YOUR OBJECTIVE | In the entries that follow, identify the line containing "Place one point per instance of the leafy" and return it together with all later lines, exactly as they appear.

DATA ROWS |
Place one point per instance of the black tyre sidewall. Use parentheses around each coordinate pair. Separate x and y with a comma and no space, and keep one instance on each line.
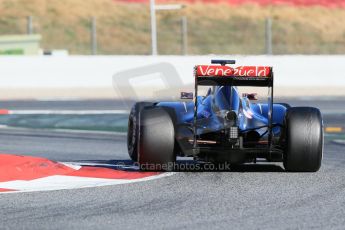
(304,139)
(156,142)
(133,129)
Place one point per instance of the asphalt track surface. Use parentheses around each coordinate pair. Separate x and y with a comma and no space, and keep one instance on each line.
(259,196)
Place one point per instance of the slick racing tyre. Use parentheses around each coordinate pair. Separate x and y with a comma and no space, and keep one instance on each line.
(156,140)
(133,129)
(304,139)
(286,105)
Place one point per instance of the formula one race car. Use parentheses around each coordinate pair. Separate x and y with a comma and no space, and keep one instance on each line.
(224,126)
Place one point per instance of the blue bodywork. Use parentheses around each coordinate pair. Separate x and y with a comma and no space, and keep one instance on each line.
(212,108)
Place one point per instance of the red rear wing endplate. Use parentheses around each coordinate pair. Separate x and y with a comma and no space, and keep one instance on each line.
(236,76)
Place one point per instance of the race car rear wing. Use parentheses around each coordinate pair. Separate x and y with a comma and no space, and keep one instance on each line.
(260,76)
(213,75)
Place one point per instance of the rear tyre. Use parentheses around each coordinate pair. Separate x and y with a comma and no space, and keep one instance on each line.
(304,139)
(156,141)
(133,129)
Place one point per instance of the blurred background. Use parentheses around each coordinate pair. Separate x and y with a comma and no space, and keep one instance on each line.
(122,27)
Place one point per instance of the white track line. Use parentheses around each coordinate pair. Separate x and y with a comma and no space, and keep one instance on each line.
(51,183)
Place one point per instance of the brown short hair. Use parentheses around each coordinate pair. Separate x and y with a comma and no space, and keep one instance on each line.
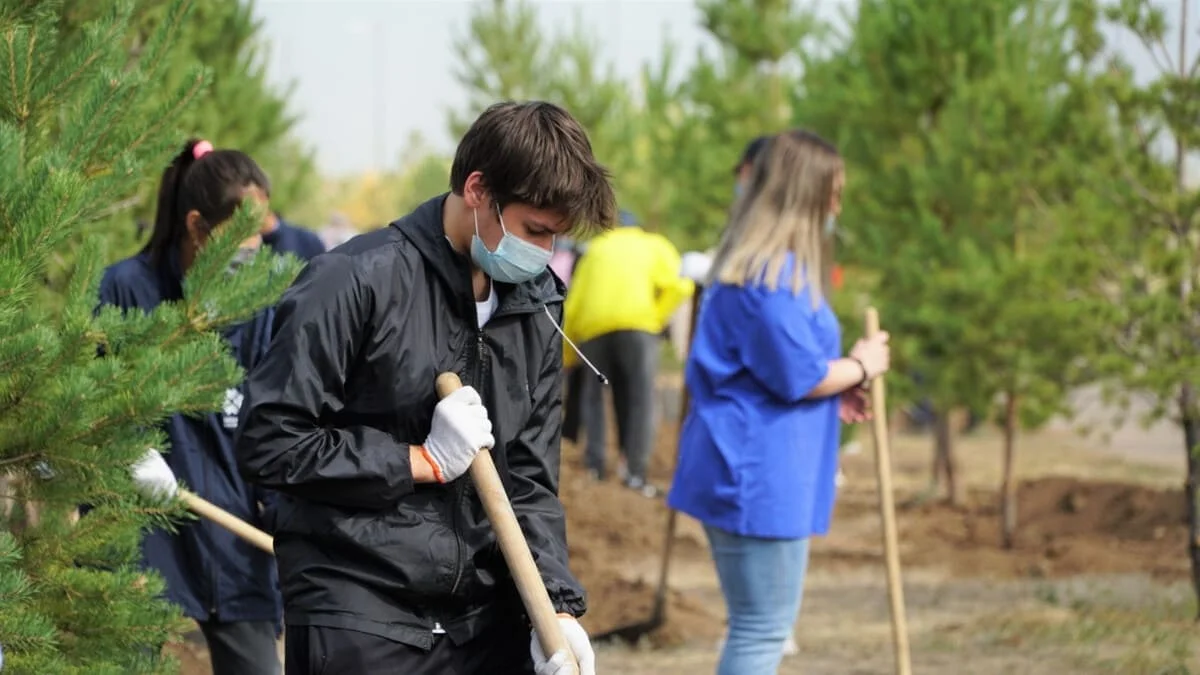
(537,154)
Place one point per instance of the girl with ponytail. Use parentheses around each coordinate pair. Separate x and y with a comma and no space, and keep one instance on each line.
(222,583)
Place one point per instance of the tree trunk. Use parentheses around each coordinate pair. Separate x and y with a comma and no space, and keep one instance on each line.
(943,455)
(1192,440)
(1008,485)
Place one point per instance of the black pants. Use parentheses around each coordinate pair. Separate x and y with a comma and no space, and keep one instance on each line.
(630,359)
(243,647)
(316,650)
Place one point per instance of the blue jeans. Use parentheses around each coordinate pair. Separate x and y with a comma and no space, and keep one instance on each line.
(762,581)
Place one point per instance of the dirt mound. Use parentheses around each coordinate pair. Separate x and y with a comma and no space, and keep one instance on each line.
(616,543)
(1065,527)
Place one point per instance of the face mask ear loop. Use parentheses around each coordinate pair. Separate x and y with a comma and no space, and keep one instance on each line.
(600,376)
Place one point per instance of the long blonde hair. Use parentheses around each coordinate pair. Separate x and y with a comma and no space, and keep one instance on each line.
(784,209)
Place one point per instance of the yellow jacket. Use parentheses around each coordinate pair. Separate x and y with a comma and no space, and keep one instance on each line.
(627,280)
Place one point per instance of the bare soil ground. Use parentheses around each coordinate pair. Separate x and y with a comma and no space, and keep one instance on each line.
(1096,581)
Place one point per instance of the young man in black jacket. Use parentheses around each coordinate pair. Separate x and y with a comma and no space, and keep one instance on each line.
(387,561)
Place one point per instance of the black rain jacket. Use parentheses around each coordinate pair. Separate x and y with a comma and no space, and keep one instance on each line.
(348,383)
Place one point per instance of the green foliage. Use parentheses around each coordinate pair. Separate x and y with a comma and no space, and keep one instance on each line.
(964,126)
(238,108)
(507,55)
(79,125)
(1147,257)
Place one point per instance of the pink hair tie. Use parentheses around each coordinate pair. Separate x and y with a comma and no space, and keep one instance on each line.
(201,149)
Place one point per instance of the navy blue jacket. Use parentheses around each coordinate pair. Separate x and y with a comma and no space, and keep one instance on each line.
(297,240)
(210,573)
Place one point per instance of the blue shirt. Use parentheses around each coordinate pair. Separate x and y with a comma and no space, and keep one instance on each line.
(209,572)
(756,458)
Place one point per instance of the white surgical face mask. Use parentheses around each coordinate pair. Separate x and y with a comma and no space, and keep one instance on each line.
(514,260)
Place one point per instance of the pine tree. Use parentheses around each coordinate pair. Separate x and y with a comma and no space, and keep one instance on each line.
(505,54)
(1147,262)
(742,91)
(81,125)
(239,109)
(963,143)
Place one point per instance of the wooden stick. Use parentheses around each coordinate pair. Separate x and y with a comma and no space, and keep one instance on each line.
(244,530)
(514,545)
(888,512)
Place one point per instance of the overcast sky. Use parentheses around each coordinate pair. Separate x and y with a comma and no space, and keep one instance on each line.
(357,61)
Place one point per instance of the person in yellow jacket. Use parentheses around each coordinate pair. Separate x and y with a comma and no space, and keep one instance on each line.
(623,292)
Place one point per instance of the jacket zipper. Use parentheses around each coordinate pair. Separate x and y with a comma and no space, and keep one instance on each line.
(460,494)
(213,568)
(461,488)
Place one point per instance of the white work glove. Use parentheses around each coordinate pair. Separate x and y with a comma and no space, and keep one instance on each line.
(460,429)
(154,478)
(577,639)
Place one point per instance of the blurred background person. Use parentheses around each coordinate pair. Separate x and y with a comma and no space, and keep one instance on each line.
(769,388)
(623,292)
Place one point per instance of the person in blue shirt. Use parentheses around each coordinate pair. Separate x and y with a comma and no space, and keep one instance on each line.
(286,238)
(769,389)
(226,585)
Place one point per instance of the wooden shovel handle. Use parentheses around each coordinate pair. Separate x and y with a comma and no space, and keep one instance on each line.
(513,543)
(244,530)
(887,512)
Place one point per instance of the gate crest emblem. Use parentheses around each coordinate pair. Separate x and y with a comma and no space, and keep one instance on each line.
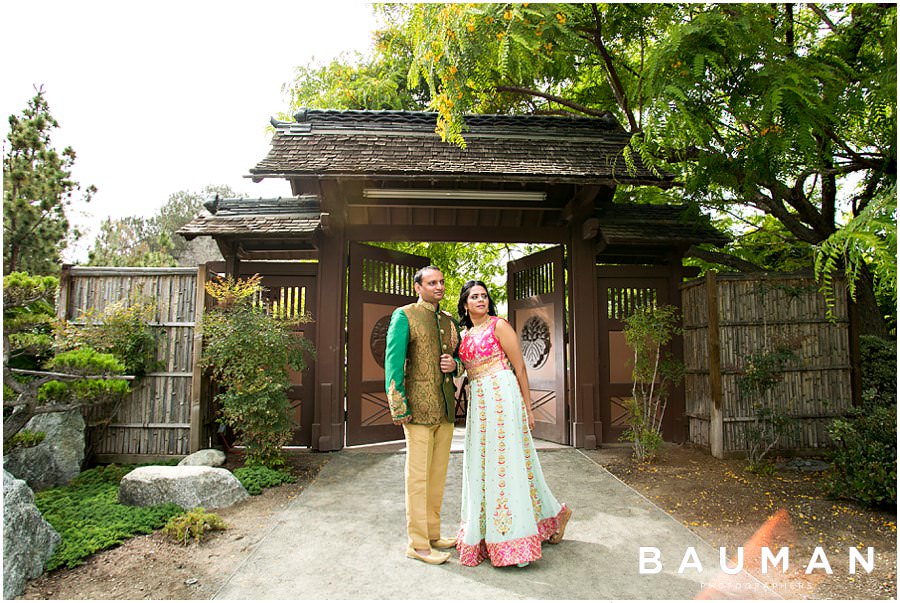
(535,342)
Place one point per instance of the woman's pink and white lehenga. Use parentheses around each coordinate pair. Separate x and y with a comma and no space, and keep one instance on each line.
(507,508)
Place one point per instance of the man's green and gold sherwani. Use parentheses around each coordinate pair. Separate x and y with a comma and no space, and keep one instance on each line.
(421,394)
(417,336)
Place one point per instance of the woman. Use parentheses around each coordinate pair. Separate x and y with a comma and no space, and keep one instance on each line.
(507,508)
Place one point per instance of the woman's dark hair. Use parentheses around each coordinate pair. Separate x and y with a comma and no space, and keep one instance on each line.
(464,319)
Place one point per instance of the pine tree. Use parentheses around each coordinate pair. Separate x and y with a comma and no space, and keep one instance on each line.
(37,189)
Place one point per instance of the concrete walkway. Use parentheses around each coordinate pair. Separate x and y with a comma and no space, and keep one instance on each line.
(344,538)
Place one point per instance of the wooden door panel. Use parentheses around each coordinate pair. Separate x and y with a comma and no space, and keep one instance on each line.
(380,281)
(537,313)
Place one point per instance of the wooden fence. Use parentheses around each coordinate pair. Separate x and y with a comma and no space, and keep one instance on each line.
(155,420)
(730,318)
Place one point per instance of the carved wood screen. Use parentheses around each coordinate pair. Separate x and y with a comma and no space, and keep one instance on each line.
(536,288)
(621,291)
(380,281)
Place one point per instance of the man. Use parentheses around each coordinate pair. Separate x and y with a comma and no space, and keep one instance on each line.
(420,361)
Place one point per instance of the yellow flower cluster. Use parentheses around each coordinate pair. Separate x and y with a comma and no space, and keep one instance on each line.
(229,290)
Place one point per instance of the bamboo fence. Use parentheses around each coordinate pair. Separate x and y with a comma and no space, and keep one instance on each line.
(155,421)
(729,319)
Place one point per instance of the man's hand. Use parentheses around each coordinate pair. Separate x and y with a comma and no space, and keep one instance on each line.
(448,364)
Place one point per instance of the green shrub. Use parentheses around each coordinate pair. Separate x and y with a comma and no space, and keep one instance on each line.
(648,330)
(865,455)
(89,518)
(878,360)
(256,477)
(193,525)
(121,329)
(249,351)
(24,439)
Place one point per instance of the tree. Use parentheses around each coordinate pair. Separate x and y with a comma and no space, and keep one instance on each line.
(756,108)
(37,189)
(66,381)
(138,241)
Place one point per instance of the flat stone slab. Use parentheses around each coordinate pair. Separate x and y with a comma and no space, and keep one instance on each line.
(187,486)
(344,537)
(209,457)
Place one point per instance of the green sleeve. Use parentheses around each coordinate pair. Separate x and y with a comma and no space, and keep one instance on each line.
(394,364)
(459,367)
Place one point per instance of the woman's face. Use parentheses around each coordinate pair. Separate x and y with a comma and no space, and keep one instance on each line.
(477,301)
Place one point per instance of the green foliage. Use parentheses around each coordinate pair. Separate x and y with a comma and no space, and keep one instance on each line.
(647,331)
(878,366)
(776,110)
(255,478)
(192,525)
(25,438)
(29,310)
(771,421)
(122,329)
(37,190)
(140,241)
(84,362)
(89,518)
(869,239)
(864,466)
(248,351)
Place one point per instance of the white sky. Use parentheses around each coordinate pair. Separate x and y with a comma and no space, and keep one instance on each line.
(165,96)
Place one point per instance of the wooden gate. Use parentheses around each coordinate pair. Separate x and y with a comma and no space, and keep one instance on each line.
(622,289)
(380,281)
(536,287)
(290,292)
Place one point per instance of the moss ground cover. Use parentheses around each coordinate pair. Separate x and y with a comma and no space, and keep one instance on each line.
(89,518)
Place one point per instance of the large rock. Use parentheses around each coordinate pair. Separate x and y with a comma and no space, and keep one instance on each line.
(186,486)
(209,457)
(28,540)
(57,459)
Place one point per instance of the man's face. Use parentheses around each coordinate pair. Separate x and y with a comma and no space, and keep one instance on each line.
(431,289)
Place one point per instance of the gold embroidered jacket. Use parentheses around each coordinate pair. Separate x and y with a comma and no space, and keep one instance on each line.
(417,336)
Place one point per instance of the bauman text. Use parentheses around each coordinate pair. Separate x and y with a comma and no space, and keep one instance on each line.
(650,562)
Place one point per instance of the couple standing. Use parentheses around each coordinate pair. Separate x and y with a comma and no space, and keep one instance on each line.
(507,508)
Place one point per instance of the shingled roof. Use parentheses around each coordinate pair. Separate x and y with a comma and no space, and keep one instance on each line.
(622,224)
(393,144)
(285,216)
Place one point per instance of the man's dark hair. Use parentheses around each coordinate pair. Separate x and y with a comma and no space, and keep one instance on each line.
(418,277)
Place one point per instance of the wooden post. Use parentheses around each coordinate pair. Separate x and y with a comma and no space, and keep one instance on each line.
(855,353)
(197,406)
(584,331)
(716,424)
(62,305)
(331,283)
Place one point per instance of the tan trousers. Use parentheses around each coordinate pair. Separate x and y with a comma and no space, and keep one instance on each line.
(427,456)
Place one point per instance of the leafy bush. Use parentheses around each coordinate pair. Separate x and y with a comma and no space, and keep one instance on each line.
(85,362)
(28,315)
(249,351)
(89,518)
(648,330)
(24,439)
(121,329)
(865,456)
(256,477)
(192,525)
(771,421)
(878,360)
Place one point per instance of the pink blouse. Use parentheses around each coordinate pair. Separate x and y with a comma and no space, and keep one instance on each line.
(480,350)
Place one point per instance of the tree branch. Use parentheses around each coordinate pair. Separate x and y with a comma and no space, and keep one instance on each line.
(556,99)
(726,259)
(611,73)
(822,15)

RESULT OF THIS TASK |
Place one point per instance of the leafy bush. Use parentheses around each coordinate pair. Separate x and y with a comma and no space, and keep one instance on each line.
(85,362)
(28,315)
(249,351)
(89,518)
(648,330)
(24,439)
(121,329)
(865,456)
(256,477)
(192,525)
(771,421)
(878,360)
Place one point per instance of the pink blouse. Use parentheses around each coordinate pair. Separate x and y with a comma and no space, and keep one instance on each line.
(480,350)
Place one point per instance of the tree branch. Use parentheses around each coordinate pair. Separate x and y with a comma and no space, and keep one instance on each line.
(556,99)
(726,259)
(611,73)
(822,15)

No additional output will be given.